* **WHAT TO DO**
Retype every line of the data, keeping each word exactly.

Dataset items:

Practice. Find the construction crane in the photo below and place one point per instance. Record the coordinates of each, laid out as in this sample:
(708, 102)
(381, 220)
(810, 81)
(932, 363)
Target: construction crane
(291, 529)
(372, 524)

* **RESULT OF THIS EXERCISE**
Practice. Find the construction crane in the photo below and place one point per instance. Record the coordinates of each, laid out as in this sample:
(708, 102)
(381, 220)
(810, 81)
(932, 363)
Target: construction crane
(291, 529)
(372, 524)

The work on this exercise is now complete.